Every line of the material below in which "circle" shows up is to be located and copied.
+ + +
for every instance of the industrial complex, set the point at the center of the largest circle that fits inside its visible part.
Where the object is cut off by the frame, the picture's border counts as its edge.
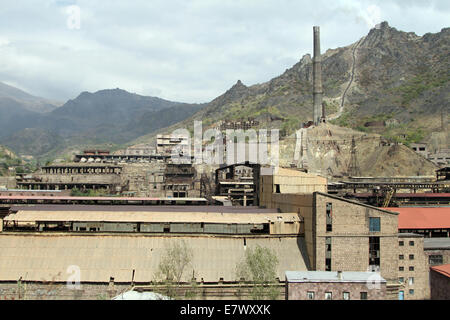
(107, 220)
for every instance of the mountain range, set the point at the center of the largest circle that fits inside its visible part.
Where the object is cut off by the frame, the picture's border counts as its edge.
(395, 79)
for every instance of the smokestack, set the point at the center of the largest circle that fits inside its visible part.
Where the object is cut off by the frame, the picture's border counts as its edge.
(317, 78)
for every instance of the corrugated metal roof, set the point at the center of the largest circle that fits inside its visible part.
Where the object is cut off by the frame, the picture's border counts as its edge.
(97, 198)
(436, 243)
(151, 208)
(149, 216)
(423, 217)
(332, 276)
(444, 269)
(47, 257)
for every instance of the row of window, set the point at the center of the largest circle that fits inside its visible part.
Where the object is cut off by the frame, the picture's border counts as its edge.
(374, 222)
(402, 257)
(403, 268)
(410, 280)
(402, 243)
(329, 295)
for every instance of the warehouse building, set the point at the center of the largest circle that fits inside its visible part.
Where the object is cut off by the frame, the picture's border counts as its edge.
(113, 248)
+ + +
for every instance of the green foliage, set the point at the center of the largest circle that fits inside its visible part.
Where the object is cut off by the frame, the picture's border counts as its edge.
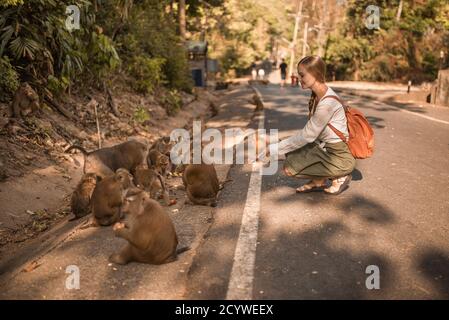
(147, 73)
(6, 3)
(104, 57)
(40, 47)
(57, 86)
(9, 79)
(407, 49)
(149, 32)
+ + +
- Response to the task -
for every instance of the industrial complex, set the point at the center of the largest circle that fits inside its visible part.
for every instance of the mountain range, set the point at the center of the largest circle that fits inside its visible part.
for every instance of the smokestack, set the point at the center of the largest circle that fits inside its visible part.
for every instance of the corrugated metal roof, set the point at the center of the largest circle that fits inside its visible part.
for every instance of the row of window, set the point at the center of the largest circle that fits inside its visible part.
for every instance of the warehouse building, set the point at the center of the largest circle that fits inside its visible part.
for every instance of the green foliage, set the point at the center of the largest circle that fits inside its visible part.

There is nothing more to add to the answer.